*** Block opens ***
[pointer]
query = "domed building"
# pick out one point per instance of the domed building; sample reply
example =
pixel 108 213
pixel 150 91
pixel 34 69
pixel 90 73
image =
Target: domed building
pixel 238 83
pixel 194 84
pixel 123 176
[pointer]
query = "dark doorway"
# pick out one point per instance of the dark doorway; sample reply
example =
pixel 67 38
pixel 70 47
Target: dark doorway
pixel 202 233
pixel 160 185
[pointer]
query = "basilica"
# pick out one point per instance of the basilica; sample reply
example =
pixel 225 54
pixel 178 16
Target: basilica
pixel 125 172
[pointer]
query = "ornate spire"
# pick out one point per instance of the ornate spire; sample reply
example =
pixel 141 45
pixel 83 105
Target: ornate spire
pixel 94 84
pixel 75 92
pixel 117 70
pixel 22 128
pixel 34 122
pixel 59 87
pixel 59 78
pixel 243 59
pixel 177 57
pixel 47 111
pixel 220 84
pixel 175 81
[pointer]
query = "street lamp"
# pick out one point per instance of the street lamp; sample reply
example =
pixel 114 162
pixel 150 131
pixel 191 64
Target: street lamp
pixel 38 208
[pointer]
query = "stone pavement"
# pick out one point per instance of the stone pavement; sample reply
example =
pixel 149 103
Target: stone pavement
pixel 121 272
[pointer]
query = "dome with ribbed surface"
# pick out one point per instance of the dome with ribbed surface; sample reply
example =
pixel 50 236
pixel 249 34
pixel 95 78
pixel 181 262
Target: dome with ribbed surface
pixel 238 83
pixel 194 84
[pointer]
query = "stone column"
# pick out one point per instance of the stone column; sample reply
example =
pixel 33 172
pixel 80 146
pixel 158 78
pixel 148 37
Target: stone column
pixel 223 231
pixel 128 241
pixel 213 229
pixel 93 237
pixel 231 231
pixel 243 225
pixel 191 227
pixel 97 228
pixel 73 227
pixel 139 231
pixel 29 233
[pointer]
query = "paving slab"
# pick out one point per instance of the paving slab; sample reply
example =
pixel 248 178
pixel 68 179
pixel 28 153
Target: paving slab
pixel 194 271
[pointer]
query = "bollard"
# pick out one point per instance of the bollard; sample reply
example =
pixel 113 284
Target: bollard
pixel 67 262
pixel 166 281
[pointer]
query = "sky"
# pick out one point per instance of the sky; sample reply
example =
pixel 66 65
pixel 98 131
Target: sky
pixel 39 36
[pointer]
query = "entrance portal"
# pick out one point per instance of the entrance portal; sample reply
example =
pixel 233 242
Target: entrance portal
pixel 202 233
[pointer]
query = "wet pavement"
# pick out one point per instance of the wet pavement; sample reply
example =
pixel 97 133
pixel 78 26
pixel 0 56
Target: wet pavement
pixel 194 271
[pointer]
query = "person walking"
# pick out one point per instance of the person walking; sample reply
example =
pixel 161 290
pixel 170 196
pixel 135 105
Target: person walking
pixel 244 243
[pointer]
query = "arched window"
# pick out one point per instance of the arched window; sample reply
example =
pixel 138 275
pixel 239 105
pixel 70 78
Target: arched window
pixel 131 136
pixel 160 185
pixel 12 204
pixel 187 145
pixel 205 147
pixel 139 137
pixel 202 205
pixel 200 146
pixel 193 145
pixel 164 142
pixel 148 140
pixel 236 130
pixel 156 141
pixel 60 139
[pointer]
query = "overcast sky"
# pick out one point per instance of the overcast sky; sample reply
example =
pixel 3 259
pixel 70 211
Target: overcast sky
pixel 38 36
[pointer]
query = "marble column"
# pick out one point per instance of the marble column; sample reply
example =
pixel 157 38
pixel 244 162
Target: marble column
*** Block closes ***
**Brief:**
Would you copy the data exactly as shown above?

**Output for this exercise:**
[pointer]
query = "domed building"
# pick out one point per instance of the domed building; sample reply
example =
pixel 108 213
pixel 150 91
pixel 34 69
pixel 90 73
image =
Target: domed building
pixel 238 83
pixel 194 84
pixel 123 176
[pointer]
query = "dark doorway"
# pick out one point per instance of the dark doorway; sample reply
example =
pixel 67 38
pixel 70 47
Target: dark doorway
pixel 202 233
pixel 160 185
[pointer]
query = "basilica"
# pick out one point per instance of the basilica; sample reply
example =
pixel 225 54
pixel 178 16
Target: basilica
pixel 125 172
[pointer]
query = "ornate spire"
# pick out one point per instance of the ornate spire; sample reply
example =
pixel 141 45
pixel 83 105
Target: ornate spire
pixel 94 84
pixel 75 92
pixel 117 70
pixel 22 128
pixel 34 122
pixel 59 87
pixel 59 78
pixel 243 59
pixel 177 57
pixel 47 111
pixel 220 84
pixel 175 81
[pointer]
query = "street lamp"
# pick out one point per instance of the street lamp; sample reply
example =
pixel 114 162
pixel 150 131
pixel 191 64
Target: street lamp
pixel 38 208
[pointer]
query = "stone pavement"
# pick out one point per instance of the stone pavement; sample reply
example =
pixel 149 103
Target: stone pavement
pixel 121 272
[pointer]
query = "dome with ribbed surface"
# pick out one point per instance of the dome with ribbed surface; sample reply
example =
pixel 50 236
pixel 249 34
pixel 95 78
pixel 181 262
Target: dome with ribbed surface
pixel 238 83
pixel 194 84
[pointer]
query = "stone column"
# pick out one point per instance of the stone column; sample reply
example =
pixel 33 172
pixel 80 146
pixel 158 78
pixel 148 37
Target: stone column
pixel 223 231
pixel 128 241
pixel 213 229
pixel 93 237
pixel 231 231
pixel 243 225
pixel 191 227
pixel 97 228
pixel 73 227
pixel 139 231
pixel 29 233
[pointer]
query = "paving slab"
# pick out one point per instance of the paving slab; sample reply
example =
pixel 248 178
pixel 68 179
pixel 28 153
Target: paving slab
pixel 194 271
[pointer]
query = "bollard"
# pick out one point per instance of the bollard; sample reply
example =
pixel 113 284
Target: bollard
pixel 67 262
pixel 166 281
[pointer]
query = "sky"
# pick out one point per instance of the sky; sample reply
example =
pixel 66 65
pixel 98 131
Target: sky
pixel 39 36
[pointer]
query = "entrance portal"
# pick out one point per instance of the entrance portal; sample reply
example =
pixel 233 242
Target: entrance portal
pixel 202 233
[pointer]
query = "wet pavement"
# pick out one point per instance of the wet pavement; sample reply
example =
pixel 97 133
pixel 78 26
pixel 0 56
Target: wet pavement
pixel 194 271
[pointer]
query = "person walking"
# pick out one point per instance of the person walking; sample reply
example =
pixel 161 290
pixel 170 196
pixel 135 105
Target: person walking
pixel 244 243
[pointer]
query = "arched window"
# pick out one point per instance of the arched window; sample reply
example =
pixel 138 275
pixel 239 105
pixel 70 78
Target: arched window
pixel 131 136
pixel 160 185
pixel 12 204
pixel 187 145
pixel 205 147
pixel 139 137
pixel 202 205
pixel 200 146
pixel 193 145
pixel 164 142
pixel 148 140
pixel 236 130
pixel 156 141
pixel 60 139
[pointer]
query = "overcast sky"
# pick out one point per instance of the overcast sky; sample reply
example =
pixel 3 259
pixel 70 211
Target: overcast sky
pixel 38 36
[pointer]
query = "marble column"
# pick out one point per instance of the marble column; sample reply
example =
pixel 157 38
pixel 244 162
Target: marble column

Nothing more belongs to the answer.